What to do:
Output the records from the line containing "like [356, 69]." through the end of the records as a two-column CSV with the columns request and answer, one row per record. Put each request's text and its answer each in a single quoted field, replacing line breaks with spaces.

Supplied information:
--
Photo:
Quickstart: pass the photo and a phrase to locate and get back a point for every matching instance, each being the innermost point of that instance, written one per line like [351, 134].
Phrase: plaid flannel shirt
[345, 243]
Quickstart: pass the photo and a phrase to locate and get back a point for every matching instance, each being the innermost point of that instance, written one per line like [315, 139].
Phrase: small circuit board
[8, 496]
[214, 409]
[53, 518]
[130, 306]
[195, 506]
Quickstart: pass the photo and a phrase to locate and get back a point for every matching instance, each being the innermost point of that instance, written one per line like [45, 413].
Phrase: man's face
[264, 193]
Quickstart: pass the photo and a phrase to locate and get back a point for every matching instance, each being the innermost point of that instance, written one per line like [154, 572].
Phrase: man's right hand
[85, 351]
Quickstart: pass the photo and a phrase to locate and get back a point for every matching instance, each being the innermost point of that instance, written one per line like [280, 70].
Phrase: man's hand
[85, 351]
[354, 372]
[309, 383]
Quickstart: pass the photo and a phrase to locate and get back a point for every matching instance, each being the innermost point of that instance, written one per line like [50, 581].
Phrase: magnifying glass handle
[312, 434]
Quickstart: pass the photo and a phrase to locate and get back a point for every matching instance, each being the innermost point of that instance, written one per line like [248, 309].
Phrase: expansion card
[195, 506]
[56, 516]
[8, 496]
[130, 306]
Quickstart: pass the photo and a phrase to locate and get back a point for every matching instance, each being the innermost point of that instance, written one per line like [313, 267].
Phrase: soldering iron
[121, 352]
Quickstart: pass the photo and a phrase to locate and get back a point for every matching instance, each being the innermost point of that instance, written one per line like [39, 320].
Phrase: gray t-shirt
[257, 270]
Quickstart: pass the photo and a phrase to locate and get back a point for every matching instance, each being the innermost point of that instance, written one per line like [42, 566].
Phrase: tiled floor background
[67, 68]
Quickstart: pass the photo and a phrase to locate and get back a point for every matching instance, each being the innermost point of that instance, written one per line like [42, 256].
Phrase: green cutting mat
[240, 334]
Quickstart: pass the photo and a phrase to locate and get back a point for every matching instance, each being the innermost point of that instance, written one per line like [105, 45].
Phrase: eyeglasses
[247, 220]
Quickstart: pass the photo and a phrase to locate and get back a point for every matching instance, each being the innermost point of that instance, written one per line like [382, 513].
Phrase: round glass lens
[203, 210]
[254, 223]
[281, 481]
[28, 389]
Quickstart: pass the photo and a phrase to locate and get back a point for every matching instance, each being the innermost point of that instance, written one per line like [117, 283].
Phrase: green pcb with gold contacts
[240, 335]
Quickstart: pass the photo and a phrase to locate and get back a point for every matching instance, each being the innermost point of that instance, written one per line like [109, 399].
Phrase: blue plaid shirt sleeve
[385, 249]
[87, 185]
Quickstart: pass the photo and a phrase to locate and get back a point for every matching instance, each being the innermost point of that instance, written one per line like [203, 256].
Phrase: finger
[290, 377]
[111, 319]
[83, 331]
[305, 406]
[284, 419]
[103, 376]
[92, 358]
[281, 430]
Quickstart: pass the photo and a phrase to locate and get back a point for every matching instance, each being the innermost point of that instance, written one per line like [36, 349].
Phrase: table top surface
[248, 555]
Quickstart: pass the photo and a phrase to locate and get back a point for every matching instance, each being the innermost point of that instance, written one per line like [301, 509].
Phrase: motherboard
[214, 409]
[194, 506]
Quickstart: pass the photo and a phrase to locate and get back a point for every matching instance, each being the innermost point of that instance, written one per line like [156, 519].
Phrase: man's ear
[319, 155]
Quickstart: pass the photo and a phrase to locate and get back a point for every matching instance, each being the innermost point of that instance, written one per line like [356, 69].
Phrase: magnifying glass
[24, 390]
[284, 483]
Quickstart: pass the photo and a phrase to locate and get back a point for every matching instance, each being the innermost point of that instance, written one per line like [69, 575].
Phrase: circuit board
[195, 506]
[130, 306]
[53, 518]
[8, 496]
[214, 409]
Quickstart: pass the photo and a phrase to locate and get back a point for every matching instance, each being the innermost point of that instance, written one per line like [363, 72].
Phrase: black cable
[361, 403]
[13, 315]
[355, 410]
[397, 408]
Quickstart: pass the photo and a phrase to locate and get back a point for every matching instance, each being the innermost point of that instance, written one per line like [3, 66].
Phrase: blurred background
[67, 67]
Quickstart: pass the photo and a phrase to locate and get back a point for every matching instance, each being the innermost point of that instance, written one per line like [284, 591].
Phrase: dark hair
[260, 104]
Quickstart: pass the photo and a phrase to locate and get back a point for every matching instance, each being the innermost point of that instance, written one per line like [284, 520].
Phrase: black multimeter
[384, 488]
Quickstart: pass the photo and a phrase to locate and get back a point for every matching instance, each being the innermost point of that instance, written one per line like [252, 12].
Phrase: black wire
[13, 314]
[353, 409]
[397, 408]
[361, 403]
--
Response for this exercise:
request,answer
"Quickstart: pass the photo and a phrase to locate and get back a point for every matching instance, each being the innermost point of that instance, written one per line like [356, 69]. Phrase: magnifying glass","[24, 390] [284, 483]"
"Quickstart: pass the photo and a phrase to locate and get back a point for every matching instance, each being the innermost point of that instance, written one per line like [69, 575]. Phrase: circuit board","[195, 506] [130, 306] [53, 518] [8, 496] [214, 409]"
"Quickstart: pass the photo and a phrase to locate and get back a point for every matching instance, each being the innermost point of that instance, written one per line like [363, 72]. Phrase: black cable","[361, 403] [13, 315] [355, 410] [397, 408]"
"Quickstart: pass the photo and a phrase to locate and get back a point for every matching instance, each being the innermost point of that instance, written one per line like [3, 66]. Phrase: blurred background","[67, 67]"
"Quickstart: pass the photo and a phrase to locate and get back a point for every matching instance, each being the innermost point of that instance, written one per line like [284, 591]. Phrase: dark hair","[260, 104]"
"Quickstart: pass the photo and a phrase to locate and get back a point for every matching instance, each being the innermost point of that instance, written one per line like [284, 520]. Phrase: black multimeter","[384, 488]"
"Quickstart: pass the photo and a phrase to locate and get back a point for every matching instance, each being the innermost point of that instance, written one per line like [252, 12]. Phrase: black wire","[13, 314] [353, 409] [397, 408] [361, 403]"